- [Exercise]: Can you turn everything from the line containing "[point] every instance of the elderly" down to the last line of the items into a Markdown table with the columns Row and Line, numbering each row and skipping blank lines?

(Location annotation dataset excerpts)
▽
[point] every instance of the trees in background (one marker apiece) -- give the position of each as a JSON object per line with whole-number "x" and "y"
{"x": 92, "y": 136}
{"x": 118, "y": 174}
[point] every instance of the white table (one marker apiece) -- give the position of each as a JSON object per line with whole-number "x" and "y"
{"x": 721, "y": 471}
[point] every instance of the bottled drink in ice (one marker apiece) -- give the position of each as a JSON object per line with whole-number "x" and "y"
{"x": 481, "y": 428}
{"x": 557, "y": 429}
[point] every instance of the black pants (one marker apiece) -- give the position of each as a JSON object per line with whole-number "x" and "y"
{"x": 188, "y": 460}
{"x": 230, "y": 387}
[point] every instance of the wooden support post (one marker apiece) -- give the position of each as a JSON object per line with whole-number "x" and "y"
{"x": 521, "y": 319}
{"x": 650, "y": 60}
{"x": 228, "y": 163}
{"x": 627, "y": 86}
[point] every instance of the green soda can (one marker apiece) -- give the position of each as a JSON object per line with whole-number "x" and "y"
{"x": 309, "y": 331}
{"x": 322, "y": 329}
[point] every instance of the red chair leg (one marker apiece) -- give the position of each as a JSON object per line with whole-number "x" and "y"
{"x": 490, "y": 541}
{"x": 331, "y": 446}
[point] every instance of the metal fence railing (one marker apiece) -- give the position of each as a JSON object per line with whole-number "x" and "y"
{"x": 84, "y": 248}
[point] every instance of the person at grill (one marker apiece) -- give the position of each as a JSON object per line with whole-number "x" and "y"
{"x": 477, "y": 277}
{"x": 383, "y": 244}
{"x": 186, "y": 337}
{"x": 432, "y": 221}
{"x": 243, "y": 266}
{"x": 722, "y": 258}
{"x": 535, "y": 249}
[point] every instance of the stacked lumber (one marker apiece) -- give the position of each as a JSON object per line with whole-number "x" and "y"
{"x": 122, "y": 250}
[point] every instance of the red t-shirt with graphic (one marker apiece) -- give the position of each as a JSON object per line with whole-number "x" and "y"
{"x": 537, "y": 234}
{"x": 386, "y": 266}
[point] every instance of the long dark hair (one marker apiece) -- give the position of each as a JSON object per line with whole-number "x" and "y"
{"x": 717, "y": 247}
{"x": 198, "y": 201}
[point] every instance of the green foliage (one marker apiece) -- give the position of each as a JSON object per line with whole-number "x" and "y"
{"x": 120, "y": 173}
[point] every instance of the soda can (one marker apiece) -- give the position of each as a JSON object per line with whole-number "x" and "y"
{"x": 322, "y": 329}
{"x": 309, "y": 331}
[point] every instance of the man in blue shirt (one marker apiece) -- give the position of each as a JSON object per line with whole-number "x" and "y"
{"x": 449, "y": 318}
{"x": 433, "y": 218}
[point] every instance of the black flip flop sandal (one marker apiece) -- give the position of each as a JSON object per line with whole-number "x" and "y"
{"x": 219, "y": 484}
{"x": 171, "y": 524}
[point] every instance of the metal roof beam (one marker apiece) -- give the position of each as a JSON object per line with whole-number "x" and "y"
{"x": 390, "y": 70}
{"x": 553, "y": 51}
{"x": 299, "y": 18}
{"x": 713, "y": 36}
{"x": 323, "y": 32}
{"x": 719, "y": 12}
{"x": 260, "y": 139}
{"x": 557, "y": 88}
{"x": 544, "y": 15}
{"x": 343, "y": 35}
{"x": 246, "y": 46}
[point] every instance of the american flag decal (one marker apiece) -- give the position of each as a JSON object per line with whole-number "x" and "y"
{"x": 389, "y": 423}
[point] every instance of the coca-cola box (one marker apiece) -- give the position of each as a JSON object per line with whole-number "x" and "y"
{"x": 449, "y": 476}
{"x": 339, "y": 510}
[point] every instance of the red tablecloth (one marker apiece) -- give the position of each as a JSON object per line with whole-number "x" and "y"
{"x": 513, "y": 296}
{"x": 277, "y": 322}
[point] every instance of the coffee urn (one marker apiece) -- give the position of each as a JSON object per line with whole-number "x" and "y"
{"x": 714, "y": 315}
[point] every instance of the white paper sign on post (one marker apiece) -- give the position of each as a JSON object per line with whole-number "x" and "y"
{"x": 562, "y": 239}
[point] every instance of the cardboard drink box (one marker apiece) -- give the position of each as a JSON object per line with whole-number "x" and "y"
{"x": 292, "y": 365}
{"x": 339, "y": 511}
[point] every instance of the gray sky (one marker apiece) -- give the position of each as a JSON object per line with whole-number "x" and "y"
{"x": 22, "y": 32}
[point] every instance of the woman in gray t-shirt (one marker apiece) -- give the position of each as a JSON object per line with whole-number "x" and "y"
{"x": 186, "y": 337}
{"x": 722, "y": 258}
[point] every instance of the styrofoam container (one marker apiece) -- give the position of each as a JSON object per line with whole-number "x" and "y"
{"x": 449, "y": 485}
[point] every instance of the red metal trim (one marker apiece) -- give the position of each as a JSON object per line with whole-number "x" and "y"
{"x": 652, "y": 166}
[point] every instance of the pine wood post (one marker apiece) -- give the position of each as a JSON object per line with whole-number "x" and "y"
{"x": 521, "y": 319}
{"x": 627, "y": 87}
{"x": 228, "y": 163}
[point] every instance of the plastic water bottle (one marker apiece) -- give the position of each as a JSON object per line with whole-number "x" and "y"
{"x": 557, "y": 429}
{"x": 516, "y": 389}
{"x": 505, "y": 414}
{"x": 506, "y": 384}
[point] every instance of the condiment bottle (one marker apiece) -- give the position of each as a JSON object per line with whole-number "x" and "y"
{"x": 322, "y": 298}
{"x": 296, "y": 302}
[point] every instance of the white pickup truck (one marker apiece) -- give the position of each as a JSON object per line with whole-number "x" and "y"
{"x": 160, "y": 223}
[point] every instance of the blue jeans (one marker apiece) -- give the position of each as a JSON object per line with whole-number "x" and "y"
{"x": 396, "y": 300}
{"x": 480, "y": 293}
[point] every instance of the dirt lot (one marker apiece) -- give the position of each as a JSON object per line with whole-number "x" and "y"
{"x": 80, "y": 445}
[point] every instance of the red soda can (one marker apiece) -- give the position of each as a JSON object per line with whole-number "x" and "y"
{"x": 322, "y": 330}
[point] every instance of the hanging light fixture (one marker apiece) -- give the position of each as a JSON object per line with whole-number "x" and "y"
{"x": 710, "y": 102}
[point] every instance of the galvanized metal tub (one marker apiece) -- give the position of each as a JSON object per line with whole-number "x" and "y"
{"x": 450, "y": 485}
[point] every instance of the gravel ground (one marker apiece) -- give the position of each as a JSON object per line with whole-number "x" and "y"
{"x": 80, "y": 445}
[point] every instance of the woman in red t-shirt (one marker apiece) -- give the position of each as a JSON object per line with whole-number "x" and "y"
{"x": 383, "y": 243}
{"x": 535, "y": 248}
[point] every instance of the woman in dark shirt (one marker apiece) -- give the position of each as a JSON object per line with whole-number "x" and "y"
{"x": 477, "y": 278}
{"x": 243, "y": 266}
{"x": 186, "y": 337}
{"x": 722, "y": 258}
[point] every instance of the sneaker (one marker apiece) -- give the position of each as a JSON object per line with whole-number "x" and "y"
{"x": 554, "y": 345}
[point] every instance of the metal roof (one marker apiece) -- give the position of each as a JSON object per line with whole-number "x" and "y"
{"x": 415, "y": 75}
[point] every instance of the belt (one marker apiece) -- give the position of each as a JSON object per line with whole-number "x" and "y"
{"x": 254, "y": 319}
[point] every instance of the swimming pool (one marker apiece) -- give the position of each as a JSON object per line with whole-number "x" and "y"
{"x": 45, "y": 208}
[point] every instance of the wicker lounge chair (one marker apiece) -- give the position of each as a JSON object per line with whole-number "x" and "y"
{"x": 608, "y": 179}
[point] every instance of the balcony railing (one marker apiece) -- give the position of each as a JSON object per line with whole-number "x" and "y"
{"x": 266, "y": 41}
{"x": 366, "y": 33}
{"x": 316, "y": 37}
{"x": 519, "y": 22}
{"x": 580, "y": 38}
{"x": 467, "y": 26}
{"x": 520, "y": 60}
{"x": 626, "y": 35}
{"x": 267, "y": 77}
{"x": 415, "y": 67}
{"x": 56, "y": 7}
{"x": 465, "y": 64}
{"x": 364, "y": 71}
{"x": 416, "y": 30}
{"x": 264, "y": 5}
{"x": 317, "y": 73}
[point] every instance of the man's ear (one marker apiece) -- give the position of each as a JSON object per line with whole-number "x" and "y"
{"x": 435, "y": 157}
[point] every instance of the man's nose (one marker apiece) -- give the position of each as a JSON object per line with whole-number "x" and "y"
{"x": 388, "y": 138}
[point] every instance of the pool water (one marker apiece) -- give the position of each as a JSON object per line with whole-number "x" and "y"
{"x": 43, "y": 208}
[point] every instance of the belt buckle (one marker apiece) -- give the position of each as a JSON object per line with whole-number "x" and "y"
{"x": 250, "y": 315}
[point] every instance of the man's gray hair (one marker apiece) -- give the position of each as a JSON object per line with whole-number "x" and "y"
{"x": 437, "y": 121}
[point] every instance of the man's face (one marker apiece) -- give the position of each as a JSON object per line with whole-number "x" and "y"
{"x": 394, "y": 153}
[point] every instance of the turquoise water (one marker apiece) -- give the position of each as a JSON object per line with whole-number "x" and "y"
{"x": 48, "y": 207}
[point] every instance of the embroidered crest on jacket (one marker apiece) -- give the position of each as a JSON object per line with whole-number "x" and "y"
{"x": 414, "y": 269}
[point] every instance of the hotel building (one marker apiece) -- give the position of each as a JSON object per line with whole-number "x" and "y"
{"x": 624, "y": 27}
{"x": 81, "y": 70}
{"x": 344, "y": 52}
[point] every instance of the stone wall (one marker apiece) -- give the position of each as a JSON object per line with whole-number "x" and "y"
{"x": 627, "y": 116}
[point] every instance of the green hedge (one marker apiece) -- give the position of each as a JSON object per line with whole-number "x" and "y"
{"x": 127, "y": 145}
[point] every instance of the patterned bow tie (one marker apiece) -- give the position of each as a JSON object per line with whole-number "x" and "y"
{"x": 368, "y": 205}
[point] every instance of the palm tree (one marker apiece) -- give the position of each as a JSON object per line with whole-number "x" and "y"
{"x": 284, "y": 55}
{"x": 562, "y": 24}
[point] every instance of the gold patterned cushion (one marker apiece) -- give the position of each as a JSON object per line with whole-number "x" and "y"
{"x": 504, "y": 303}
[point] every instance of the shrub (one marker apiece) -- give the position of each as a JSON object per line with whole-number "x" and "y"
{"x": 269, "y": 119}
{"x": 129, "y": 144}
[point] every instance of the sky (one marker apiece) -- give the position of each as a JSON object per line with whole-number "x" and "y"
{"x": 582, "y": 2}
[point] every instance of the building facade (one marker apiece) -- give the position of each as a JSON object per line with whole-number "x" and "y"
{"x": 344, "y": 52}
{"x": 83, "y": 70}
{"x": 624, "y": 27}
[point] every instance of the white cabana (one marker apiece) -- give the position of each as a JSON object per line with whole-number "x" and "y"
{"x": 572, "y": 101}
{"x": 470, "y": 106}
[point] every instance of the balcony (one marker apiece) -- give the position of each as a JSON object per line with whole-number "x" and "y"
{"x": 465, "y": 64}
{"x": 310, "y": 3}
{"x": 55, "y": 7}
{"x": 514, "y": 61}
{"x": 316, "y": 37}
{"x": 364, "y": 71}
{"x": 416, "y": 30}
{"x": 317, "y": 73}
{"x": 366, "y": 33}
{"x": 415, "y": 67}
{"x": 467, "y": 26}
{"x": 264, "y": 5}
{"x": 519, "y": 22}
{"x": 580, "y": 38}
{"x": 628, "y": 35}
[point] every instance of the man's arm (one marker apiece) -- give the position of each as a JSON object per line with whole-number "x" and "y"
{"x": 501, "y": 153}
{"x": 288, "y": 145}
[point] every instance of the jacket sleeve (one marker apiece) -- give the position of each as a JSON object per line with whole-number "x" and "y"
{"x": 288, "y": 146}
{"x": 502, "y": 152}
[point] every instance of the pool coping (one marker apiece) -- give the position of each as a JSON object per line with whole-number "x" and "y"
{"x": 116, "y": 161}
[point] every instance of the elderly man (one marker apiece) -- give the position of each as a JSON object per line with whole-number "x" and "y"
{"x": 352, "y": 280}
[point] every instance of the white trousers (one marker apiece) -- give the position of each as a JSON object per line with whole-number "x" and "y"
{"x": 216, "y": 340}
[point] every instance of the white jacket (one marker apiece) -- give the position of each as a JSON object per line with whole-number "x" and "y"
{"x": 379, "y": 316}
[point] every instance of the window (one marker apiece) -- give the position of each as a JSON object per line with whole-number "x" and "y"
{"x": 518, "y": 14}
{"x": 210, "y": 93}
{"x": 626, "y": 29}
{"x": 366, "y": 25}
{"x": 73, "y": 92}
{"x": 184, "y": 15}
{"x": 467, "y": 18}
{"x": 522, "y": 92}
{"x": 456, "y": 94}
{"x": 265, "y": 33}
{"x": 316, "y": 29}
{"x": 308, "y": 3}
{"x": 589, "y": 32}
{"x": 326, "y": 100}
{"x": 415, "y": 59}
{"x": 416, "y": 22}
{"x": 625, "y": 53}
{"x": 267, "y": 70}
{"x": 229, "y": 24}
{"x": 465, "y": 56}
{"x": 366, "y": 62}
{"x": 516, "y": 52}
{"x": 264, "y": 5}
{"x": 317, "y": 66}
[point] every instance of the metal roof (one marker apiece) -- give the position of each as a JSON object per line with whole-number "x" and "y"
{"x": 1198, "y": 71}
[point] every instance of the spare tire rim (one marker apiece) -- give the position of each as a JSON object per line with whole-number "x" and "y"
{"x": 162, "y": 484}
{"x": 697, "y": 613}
△
- [Complete output]:
| Row | Line |
|---|---|
| 1 | [point] every instance of the elderly man (one marker apiece) -- give the position of each as a JSON object per line with whole-number "x" and "y" |
| 2 | {"x": 352, "y": 280} |
| 3 | [point] every instance of the white trousers (one marker apiece) -- give the position of each as a JSON object per line with whole-number "x" and "y" |
| 4 | {"x": 216, "y": 340} |
| 5 | [point] every instance of the white jacket (one marker apiece) -- give the position of each as a JSON object per line with whole-number "x" and "y" |
| 6 | {"x": 379, "y": 316} |
| 7 | [point] every instance of the window (one marker apiece) -- give the position of each as a JSON object per line with whole-number "x" and "y" |
| 8 | {"x": 518, "y": 14} |
| 9 | {"x": 210, "y": 93} |
| 10 | {"x": 626, "y": 29} |
| 11 | {"x": 366, "y": 25} |
| 12 | {"x": 73, "y": 92} |
| 13 | {"x": 184, "y": 15} |
| 14 | {"x": 467, "y": 18} |
| 15 | {"x": 522, "y": 92} |
| 16 | {"x": 456, "y": 94} |
| 17 | {"x": 265, "y": 33} |
| 18 | {"x": 316, "y": 29} |
| 19 | {"x": 308, "y": 3} |
| 20 | {"x": 589, "y": 32} |
| 21 | {"x": 326, "y": 100} |
| 22 | {"x": 415, "y": 59} |
| 23 | {"x": 416, "y": 22} |
| 24 | {"x": 625, "y": 53} |
| 25 | {"x": 267, "y": 70} |
| 26 | {"x": 229, "y": 24} |
| 27 | {"x": 465, "y": 56} |
| 28 | {"x": 366, "y": 62} |
| 29 | {"x": 516, "y": 52} |
| 30 | {"x": 264, "y": 5} |
| 31 | {"x": 317, "y": 66} |
| 32 | [point] every instance of the metal roof (one marker apiece) -- give the position of each as a JSON object per line with whole-number "x" and "y" |
| 33 | {"x": 1198, "y": 71} |
| 34 | [point] every instance of the spare tire rim (one marker apiece) -- give the position of each as a JSON object per line with whole-number "x" and "y" |
| 35 | {"x": 162, "y": 484} |
| 36 | {"x": 697, "y": 613} |